— begin —
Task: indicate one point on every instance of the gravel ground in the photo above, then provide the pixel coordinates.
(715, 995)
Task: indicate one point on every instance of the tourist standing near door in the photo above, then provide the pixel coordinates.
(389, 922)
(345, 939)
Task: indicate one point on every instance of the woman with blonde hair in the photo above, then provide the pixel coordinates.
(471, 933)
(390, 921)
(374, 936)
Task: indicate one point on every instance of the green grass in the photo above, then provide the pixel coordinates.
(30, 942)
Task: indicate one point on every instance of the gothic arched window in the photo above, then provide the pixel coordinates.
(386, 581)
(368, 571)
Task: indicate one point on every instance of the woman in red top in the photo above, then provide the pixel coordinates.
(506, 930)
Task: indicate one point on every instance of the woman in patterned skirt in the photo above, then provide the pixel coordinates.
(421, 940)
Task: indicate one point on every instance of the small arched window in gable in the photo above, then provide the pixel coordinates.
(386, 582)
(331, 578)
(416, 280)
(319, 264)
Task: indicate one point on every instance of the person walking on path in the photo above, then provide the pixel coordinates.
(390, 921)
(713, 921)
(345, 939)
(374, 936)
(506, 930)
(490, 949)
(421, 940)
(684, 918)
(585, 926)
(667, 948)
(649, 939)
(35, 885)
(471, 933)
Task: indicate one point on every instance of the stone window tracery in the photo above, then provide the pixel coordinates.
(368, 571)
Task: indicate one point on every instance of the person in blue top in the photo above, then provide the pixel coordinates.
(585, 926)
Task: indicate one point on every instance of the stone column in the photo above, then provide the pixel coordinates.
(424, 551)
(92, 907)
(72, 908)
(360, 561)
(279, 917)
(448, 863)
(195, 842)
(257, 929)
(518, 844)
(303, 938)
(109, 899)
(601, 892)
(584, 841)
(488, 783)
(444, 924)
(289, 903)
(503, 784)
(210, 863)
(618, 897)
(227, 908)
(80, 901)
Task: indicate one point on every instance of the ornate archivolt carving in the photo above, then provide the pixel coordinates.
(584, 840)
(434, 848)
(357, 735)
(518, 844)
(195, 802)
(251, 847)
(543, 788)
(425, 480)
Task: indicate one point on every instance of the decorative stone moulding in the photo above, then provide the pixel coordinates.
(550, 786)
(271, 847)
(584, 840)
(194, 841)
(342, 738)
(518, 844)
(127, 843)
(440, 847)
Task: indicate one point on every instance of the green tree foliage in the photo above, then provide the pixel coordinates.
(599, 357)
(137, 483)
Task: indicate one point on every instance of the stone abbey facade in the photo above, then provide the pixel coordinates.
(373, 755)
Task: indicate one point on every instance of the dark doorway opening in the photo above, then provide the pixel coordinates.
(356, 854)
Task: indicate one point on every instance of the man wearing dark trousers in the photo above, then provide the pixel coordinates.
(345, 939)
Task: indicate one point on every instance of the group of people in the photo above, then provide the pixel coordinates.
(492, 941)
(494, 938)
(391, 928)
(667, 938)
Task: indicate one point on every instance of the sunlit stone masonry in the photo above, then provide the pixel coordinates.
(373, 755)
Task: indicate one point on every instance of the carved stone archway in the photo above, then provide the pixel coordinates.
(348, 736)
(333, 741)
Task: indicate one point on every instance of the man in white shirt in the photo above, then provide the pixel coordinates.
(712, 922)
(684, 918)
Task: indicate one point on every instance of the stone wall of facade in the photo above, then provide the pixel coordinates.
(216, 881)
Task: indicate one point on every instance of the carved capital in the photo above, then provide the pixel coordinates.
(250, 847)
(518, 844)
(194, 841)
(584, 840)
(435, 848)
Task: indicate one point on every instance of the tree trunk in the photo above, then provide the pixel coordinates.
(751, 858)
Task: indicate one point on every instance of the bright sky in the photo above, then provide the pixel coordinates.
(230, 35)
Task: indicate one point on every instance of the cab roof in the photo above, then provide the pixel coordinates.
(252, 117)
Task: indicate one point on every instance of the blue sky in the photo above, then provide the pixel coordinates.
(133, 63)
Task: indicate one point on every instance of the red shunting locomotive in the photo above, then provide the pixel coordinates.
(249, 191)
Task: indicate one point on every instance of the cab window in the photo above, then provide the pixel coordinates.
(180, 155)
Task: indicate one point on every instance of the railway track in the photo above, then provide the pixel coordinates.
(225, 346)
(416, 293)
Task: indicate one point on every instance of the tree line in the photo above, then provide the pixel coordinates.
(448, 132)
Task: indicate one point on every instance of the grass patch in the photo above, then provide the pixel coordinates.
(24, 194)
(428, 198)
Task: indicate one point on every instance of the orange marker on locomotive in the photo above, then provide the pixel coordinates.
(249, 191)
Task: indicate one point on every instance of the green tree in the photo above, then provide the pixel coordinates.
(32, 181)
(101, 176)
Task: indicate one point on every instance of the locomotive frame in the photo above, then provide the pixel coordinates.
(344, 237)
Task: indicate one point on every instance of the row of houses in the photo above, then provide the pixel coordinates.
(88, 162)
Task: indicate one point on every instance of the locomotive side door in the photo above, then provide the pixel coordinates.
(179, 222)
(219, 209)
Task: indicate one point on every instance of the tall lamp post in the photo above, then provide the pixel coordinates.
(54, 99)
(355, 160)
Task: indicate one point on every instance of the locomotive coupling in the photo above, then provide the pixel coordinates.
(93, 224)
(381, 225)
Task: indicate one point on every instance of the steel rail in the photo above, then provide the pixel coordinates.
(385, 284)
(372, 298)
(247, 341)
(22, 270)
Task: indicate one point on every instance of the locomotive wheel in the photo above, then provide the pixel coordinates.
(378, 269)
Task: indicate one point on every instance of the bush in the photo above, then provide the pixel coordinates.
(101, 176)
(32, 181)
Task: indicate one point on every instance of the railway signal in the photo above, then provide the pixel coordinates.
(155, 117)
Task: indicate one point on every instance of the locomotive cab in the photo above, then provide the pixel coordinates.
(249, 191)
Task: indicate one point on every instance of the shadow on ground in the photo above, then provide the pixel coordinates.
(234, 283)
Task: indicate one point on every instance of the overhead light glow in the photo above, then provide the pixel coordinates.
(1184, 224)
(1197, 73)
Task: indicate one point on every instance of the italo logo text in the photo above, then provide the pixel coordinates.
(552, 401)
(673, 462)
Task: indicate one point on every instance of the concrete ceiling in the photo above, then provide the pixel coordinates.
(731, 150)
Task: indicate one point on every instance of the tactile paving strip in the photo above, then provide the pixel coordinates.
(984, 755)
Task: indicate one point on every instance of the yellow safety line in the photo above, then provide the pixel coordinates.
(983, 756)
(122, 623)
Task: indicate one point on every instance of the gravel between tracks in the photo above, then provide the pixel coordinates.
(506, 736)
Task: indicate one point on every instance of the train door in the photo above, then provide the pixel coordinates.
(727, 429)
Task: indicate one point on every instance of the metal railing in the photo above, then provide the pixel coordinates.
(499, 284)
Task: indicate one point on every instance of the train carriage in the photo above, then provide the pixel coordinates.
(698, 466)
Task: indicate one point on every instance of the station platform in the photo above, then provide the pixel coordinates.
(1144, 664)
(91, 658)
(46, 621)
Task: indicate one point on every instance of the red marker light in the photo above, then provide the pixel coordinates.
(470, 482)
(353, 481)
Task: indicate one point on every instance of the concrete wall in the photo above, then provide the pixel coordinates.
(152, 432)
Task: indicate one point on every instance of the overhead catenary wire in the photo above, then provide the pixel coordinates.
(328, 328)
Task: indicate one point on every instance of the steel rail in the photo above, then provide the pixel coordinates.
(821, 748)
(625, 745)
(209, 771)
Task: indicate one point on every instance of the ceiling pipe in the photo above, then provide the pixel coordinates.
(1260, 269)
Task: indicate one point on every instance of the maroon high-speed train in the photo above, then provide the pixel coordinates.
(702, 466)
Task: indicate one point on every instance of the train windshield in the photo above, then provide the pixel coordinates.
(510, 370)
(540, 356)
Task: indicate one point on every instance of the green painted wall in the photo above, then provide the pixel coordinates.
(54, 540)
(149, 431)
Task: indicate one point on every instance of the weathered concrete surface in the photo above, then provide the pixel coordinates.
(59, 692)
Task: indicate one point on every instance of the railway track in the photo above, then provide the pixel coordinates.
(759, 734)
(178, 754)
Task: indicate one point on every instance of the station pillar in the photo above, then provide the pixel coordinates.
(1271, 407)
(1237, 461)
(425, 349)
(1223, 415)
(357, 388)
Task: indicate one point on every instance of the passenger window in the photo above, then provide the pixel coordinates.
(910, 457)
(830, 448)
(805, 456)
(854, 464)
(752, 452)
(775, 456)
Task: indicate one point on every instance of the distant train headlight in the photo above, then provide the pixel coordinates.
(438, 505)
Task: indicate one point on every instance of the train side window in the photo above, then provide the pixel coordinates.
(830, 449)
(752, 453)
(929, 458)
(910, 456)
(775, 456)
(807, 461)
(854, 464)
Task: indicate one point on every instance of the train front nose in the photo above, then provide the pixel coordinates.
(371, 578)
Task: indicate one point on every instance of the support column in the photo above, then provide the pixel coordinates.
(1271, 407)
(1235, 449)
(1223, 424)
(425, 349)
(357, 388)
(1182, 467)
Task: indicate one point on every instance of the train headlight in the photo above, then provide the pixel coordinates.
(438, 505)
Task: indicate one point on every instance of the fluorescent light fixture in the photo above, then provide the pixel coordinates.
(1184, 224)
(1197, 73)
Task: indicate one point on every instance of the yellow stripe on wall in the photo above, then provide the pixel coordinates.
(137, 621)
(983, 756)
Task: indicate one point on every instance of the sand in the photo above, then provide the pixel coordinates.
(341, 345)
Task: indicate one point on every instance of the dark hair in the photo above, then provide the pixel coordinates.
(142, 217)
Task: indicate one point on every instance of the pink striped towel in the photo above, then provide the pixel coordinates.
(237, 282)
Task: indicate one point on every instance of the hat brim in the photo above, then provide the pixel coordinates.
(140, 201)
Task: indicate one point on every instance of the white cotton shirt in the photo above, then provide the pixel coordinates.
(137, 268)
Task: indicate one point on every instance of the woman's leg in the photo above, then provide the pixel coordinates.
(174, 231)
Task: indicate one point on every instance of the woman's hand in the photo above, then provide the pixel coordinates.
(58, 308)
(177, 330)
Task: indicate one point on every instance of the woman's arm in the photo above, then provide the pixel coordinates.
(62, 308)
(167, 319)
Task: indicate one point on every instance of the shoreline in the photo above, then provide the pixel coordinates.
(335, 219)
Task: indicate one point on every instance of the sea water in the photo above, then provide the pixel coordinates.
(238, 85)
— end —
# TO DO
Everything from the line containing "Task: indicate one point on every instance of the train side" to the end of the records must be written out exactly; include both of those lines and no others.

# SOLVED PROBLEM
Task: indicate one point on every instance of the train side window in the photo above, then provide the pixel coordinates.
(830, 449)
(752, 453)
(929, 458)
(910, 456)
(775, 456)
(807, 461)
(854, 464)
Task: indicate one point on every instance of the train front nose in the photo above, then provide the pixel coordinates.
(371, 578)
Task: indicate one point on every instance of the support column in the photo above, then provide the pixel coordinates.
(1271, 407)
(1235, 449)
(1223, 424)
(425, 349)
(357, 388)
(1182, 467)
Task: indicate one point on every instance of the train headlight in the photo above, then provide the pixel coordinates.
(438, 505)
Task: indicate one point on every instance of the fluorescent light fixture in the photo above, then provide the pixel coordinates.
(1184, 224)
(1197, 73)
Task: indicate one point on every instance of the yellow stripe on wall in the photo above, then provide the pixel coordinates.
(137, 621)
(983, 756)
Task: indicate one point on every instance of the sand in the photo above, then provide the pixel coordinates.
(341, 345)
Task: indicate one point on every instance of the dark hair in the photo above, then provide the pixel coordinates.
(142, 217)
Task: indicate one point on every instance of the pink striped towel in the photo above, then provide the pixel coordinates.
(237, 282)
Task: indicate one point on every instance of the hat brim in the photo above, then provide the pixel coordinates.
(140, 201)
Task: indicate one point on every instance of the white cotton shirt in the photo above, then provide the pixel coordinates.
(137, 268)
Task: indicate one point on every instance of the woman's leg in the photo above, then provide the pixel coordinates.
(174, 231)
Task: indicate one point on every instance of the woman's hand in the photo above, then provide the pixel coordinates.
(58, 308)
(177, 330)
Task: indicate one point on every instance of the woman's arm in the photo above, then provide the pixel coordinates.
(62, 308)
(167, 319)
Task: indicate one point on every instance of the shoreline in the photo above, then provide the pixel coordinates.
(335, 219)
Task: indicate one point on every instance of the sea water in the photo above, then provide the pixel coordinates.
(238, 85)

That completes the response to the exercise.